----- Material supplied -----

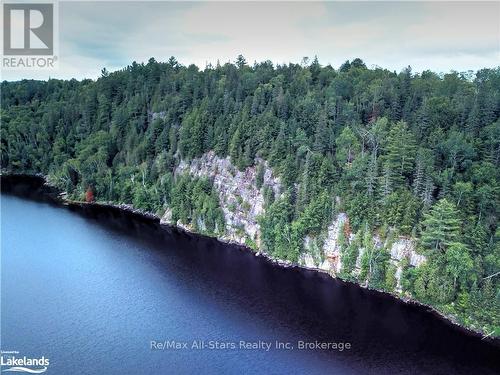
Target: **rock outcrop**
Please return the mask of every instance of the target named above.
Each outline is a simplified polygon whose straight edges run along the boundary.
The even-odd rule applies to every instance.
[[[273,175],[266,161],[256,159],[255,166],[239,171],[229,157],[218,157],[209,151],[191,162],[181,161],[176,174],[189,173],[194,177],[211,178],[219,194],[219,202],[226,222],[226,234],[222,238],[248,244],[248,240],[260,245],[260,225],[258,218],[264,213],[264,196],[257,188],[257,167],[263,165],[263,185],[273,189],[280,196],[279,178]]]
[[[418,254],[415,250],[415,240],[401,237],[392,244],[391,264],[396,267],[396,291],[401,292],[401,275],[403,274],[404,260],[412,267],[418,267],[423,264],[427,258]]]
[[[219,195],[226,225],[225,234],[220,239],[242,245],[254,244],[259,247],[261,242],[258,220],[264,214],[263,189],[257,188],[257,166],[259,165],[264,171],[262,186],[271,188],[275,196],[279,198],[280,180],[273,174],[268,163],[262,159],[256,159],[255,166],[240,171],[231,163],[229,157],[221,158],[210,151],[190,162],[181,161],[175,174],[189,173],[193,177],[210,178]],[[171,219],[172,211],[167,209],[161,222],[171,223]],[[345,232],[348,220],[347,214],[340,212],[334,217],[325,233],[316,237],[306,236],[304,251],[298,261],[299,265],[328,272],[333,276],[338,275],[342,271],[342,255],[345,250],[339,244],[340,234],[344,231],[344,235],[347,236],[346,243],[351,243],[355,237],[354,234]],[[174,224],[189,230],[180,222]],[[198,225],[202,226],[203,223],[198,223]],[[416,252],[415,245],[415,240],[406,237],[400,237],[389,244],[387,240],[383,242],[378,235],[373,235],[373,246],[379,249],[385,247],[390,253],[390,263],[396,269],[396,292],[401,291],[403,265],[418,267],[426,261],[425,256]],[[358,249],[354,275],[360,273],[364,253],[364,248]]]
[[[311,268],[326,271],[334,276],[342,271],[342,252],[339,245],[339,236],[344,229],[344,224],[347,222],[348,217],[344,212],[339,213],[328,226],[326,238],[323,242],[321,253],[318,255],[315,251],[314,244],[316,238],[306,237],[304,241],[304,253],[299,259],[299,264]],[[349,234],[346,240],[348,243],[354,240],[354,234]],[[392,244],[387,241],[384,243],[378,235],[373,237],[373,246],[375,248],[386,247],[390,253],[390,263],[395,266],[396,278],[396,292],[401,292],[401,275],[403,272],[403,265],[406,263],[411,267],[418,267],[426,261],[426,257],[416,251],[416,241],[411,238],[400,237]],[[353,273],[359,275],[361,270],[361,261],[365,253],[364,248],[358,249],[358,256],[356,258],[356,265]]]
[[[415,251],[415,241],[404,237],[401,237],[392,244],[391,259],[398,262],[408,259],[410,265],[413,267],[420,266],[426,260],[425,256]]]
[[[328,226],[327,237],[323,245],[323,252],[330,264],[330,270],[338,274],[342,269],[341,249],[339,246],[340,231],[344,228],[347,215],[341,212]]]
[[[172,209],[167,208],[160,219],[161,224],[172,224]]]

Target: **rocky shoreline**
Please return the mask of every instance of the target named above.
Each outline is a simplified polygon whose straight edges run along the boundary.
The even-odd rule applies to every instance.
[[[385,296],[395,298],[395,299],[402,301],[406,304],[418,306],[420,308],[427,310],[428,312],[430,312],[431,314],[433,314],[437,318],[441,319],[442,321],[446,322],[447,324],[449,324],[451,326],[454,326],[456,329],[462,331],[465,334],[481,338],[482,340],[488,341],[488,342],[500,347],[500,338],[492,336],[493,332],[489,333],[489,332],[484,332],[482,330],[476,330],[473,328],[466,327],[466,326],[460,324],[459,322],[457,322],[453,316],[446,315],[445,313],[439,311],[437,308],[435,308],[431,305],[422,303],[420,301],[417,301],[415,299],[405,297],[402,295],[398,295],[395,293],[390,293],[387,291],[375,289],[375,288],[370,288],[366,285],[361,285],[361,284],[358,284],[358,283],[355,283],[352,281],[343,280],[343,279],[340,279],[339,277],[336,277],[335,275],[332,275],[330,272],[328,272],[324,269],[321,269],[319,267],[308,267],[305,265],[295,264],[295,263],[292,263],[290,261],[283,261],[281,259],[276,259],[263,251],[260,251],[260,250],[255,251],[248,246],[245,246],[237,241],[234,241],[234,240],[231,240],[228,238],[212,237],[212,236],[208,236],[206,234],[201,234],[201,233],[197,233],[195,231],[192,231],[192,230],[190,230],[190,228],[188,228],[186,226],[179,226],[179,225],[175,225],[172,223],[165,223],[161,220],[161,217],[159,215],[148,212],[148,211],[144,211],[141,209],[136,209],[132,205],[123,204],[123,203],[116,204],[116,203],[111,203],[111,202],[84,202],[84,201],[77,201],[77,200],[69,199],[69,198],[67,198],[67,194],[65,192],[61,192],[56,186],[52,185],[48,181],[47,176],[45,176],[43,174],[16,174],[16,173],[2,172],[2,173],[0,173],[0,179],[2,180],[2,188],[4,186],[4,179],[5,178],[10,179],[10,180],[17,179],[18,181],[24,180],[24,182],[29,183],[29,184],[33,184],[33,185],[36,182],[38,182],[40,184],[40,186],[39,186],[40,194],[43,194],[43,196],[44,196],[43,198],[48,198],[48,200],[50,202],[55,203],[55,204],[69,206],[69,207],[80,207],[80,208],[98,206],[101,208],[120,210],[120,211],[125,212],[125,213],[140,216],[141,218],[145,218],[148,220],[154,220],[155,222],[157,222],[158,224],[160,224],[162,226],[173,228],[175,230],[184,232],[188,235],[213,238],[213,239],[216,239],[217,241],[222,242],[224,244],[235,246],[235,247],[239,248],[240,250],[250,251],[255,256],[263,258],[266,261],[268,261],[268,262],[270,262],[278,267],[291,268],[291,269],[295,269],[298,271],[318,272],[318,273],[327,275],[333,279],[336,279],[338,281],[348,283],[351,285],[356,285],[357,287],[363,288],[365,290],[369,290],[369,291],[374,292],[374,293],[379,293],[379,294],[382,294]],[[14,185],[17,183],[16,181],[11,181],[11,182],[13,182]]]

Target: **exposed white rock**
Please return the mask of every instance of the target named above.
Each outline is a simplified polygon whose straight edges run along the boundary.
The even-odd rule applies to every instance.
[[[160,218],[160,224],[172,224],[172,209],[167,208],[165,213]]]
[[[190,225],[185,225],[180,220],[177,220],[177,223],[175,223],[175,226],[179,227],[181,229],[184,229],[187,232],[191,232],[192,231],[192,228],[191,228]]]
[[[392,244],[391,263],[396,266],[396,291],[401,292],[401,275],[403,274],[402,261],[408,259],[413,267],[418,267],[424,263],[427,258],[415,251],[415,240],[401,237]]]
[[[354,268],[354,273],[359,275],[361,272],[361,260],[363,259],[363,255],[365,254],[365,248],[361,247],[359,249],[358,257],[356,258],[356,266]]]
[[[398,262],[406,258],[413,267],[418,267],[426,261],[424,255],[418,254],[415,251],[415,241],[403,237],[392,244],[391,258]]]
[[[384,246],[384,243],[382,242],[382,239],[380,238],[380,236],[378,235],[378,233],[376,233],[374,236],[373,236],[373,245],[375,246],[375,248],[377,249],[381,249],[382,246]]]
[[[422,254],[418,254],[417,252],[415,251],[412,251],[410,253],[410,265],[414,266],[414,267],[418,267],[420,266],[421,264],[423,264],[425,261],[427,260],[427,258],[425,257],[425,255],[422,255]]]
[[[315,243],[317,238],[306,236],[304,239],[304,253],[301,255],[299,264],[308,267],[316,268],[319,270],[327,271],[333,275],[338,275],[342,270],[342,251],[339,246],[339,236],[344,229],[344,224],[348,220],[345,213],[339,213],[328,226],[326,238],[323,247],[320,251],[321,260],[318,261],[318,256],[315,252]],[[347,240],[351,243],[355,235],[351,233]],[[373,235],[373,245],[377,249],[387,246],[378,234]],[[403,261],[408,260],[408,263],[413,267],[418,267],[426,261],[424,255],[418,254],[415,250],[416,242],[414,239],[400,237],[390,247],[390,263],[396,268],[396,292],[401,292],[401,275],[403,273]],[[356,265],[353,270],[354,275],[359,275],[361,272],[361,262],[365,253],[364,248],[358,249],[358,256],[356,258]]]
[[[396,273],[394,274],[394,277],[396,278],[396,291],[398,293],[401,293],[403,291],[401,287],[401,275],[403,274],[403,267],[393,259],[391,259],[391,263],[396,265]]]
[[[205,222],[201,218],[198,218],[196,220],[196,225],[202,232],[207,230],[207,226],[205,225]]]
[[[325,260],[322,243],[322,240],[318,237],[309,235],[304,237],[304,254],[311,256],[315,265],[321,264]]]
[[[328,226],[327,238],[323,245],[325,254],[333,254],[339,251],[338,239],[340,236],[340,231],[343,229],[346,220],[347,215],[344,212],[341,212]]]
[[[325,261],[319,265],[319,269],[323,271],[331,271],[331,264],[328,259],[325,259]]]
[[[167,112],[161,111],[161,112],[149,112],[149,115],[151,116],[151,121],[156,120],[157,118],[163,120],[167,117]]]
[[[191,162],[181,161],[176,168],[176,174],[189,173],[194,177],[207,177],[212,179],[214,187],[219,195],[220,206],[224,213],[226,223],[225,234],[222,240],[245,244],[250,238],[255,244],[260,246],[260,225],[258,218],[264,214],[264,196],[262,189],[257,189],[257,165],[264,166],[263,186],[269,186],[273,189],[277,198],[281,195],[281,184],[279,178],[273,175],[267,162],[256,159],[255,166],[248,167],[239,171],[230,161],[229,157],[218,157],[213,151],[210,151],[200,158],[193,159]],[[337,204],[339,199],[336,199]],[[172,212],[167,209],[161,218],[162,223],[171,223]],[[304,252],[299,258],[299,265],[326,271],[337,275],[342,270],[342,251],[339,246],[339,236],[344,229],[344,224],[348,220],[347,214],[341,212],[336,215],[332,223],[328,226],[323,236],[304,238]],[[197,223],[198,227],[203,227],[203,223]],[[185,227],[177,223],[180,227]],[[347,239],[348,243],[354,240],[355,235],[351,233]],[[324,242],[321,243],[321,239]],[[384,243],[379,235],[373,236],[375,248],[382,248]],[[426,261],[425,256],[418,254],[415,250],[415,240],[401,237],[397,239],[390,247],[390,262],[396,267],[396,291],[401,292],[401,274],[403,272],[403,261],[408,260],[414,267],[420,266]],[[365,252],[360,248],[356,259],[354,274],[361,271],[361,260]],[[279,261],[279,260],[276,260]],[[279,261],[281,262],[281,261]],[[287,264],[287,262],[281,262]],[[289,263],[289,262],[288,262]]]
[[[307,267],[307,268],[316,268],[316,264],[314,263],[314,258],[311,254],[305,253],[302,254],[299,259],[299,264]]]
[[[347,215],[340,212],[333,222],[328,226],[327,237],[323,244],[323,253],[330,263],[329,270],[339,273],[342,268],[341,249],[338,243],[340,231],[344,228]]]
[[[266,161],[256,159],[256,165],[264,165],[264,183],[273,189],[275,196],[280,196],[281,184],[273,176]],[[260,226],[258,217],[264,213],[262,189],[256,187],[257,167],[248,167],[239,171],[229,157],[218,157],[209,151],[190,163],[181,161],[176,174],[189,173],[195,177],[208,177],[213,180],[219,194],[219,201],[226,222],[225,239],[241,244],[249,237],[260,245]]]

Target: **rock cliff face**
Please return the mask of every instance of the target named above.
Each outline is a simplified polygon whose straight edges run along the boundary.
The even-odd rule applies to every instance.
[[[279,178],[273,175],[266,161],[257,159],[256,165],[259,164],[264,167],[262,186],[270,187],[279,197]],[[257,246],[260,245],[258,218],[264,213],[264,196],[262,188],[257,188],[257,167],[239,171],[231,164],[229,157],[220,158],[210,151],[190,163],[182,161],[175,173],[189,173],[194,177],[213,180],[226,222],[226,234],[222,239],[247,245],[253,241]]]
[[[276,197],[281,195],[281,184],[278,177],[273,175],[267,162],[257,159],[255,165],[261,165],[264,170],[262,186],[268,186],[274,191]],[[190,162],[181,161],[175,170],[175,174],[189,173],[193,177],[207,177],[212,179],[214,187],[219,195],[220,206],[224,213],[226,230],[222,240],[235,242],[242,245],[254,244],[259,247],[260,225],[259,217],[264,214],[263,188],[257,188],[257,167],[248,167],[239,171],[232,165],[229,157],[218,157],[210,151],[200,158]],[[165,211],[162,222],[170,223],[172,213],[169,209]],[[299,265],[311,269],[317,269],[336,276],[342,271],[343,249],[339,245],[341,231],[344,230],[349,220],[347,214],[340,212],[334,217],[325,233],[312,238],[306,236],[304,240],[304,252],[299,258]],[[176,225],[186,228],[182,223]],[[346,233],[346,241],[354,240],[354,234]],[[377,235],[373,236],[375,247],[385,247],[390,253],[390,263],[394,265],[396,272],[396,290],[401,291],[401,274],[405,263],[413,267],[420,266],[426,261],[423,255],[416,252],[415,241],[409,238],[397,238],[392,244],[383,243]],[[356,259],[356,267],[353,271],[359,274],[361,259],[364,249],[359,249]]]
[[[347,221],[347,214],[341,212],[328,226],[327,237],[323,244],[323,252],[329,262],[329,271],[338,274],[342,270],[342,254],[339,246],[340,232]]]
[[[326,238],[323,242],[321,254],[318,257],[314,256],[314,247],[311,245],[315,239],[309,237],[304,241],[305,252],[299,259],[299,264],[313,269],[327,271],[332,275],[338,275],[342,271],[342,249],[339,245],[340,232],[344,229],[344,224],[348,220],[347,214],[340,212],[328,226]],[[348,236],[347,242],[354,240],[354,234]],[[373,245],[376,248],[388,248],[391,256],[390,263],[396,268],[396,291],[401,291],[401,274],[405,263],[412,267],[418,267],[426,261],[426,257],[416,252],[416,242],[414,239],[400,237],[392,244],[387,241],[383,243],[377,235],[373,236]],[[359,274],[361,269],[361,259],[365,253],[364,248],[359,248],[359,253],[356,259],[356,267],[354,273]],[[317,259],[320,259],[318,262]]]

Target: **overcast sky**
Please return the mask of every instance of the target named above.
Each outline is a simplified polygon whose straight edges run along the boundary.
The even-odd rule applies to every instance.
[[[59,69],[2,79],[96,78],[150,57],[338,67],[362,58],[400,71],[500,65],[500,2],[73,2],[59,4]]]

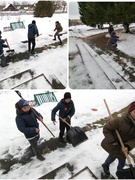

-----

**Exercise instructions**
Begin with the line that has "Target: **overcast sky**" and continue to the last line of the entries, printing each line exactly and nothing else; include both ends and skip the pictures.

**Your response**
Target: **overcast sky**
Please return the mask of every instance of the target named above.
Each outline is a simplified polygon whose straight edges run along the boundary.
The even-odd rule applies to every instance.
[[[59,69],[2,79],[96,78],[150,57],[338,67],[362,58],[400,71],[500,65],[500,2],[73,2],[59,4]]]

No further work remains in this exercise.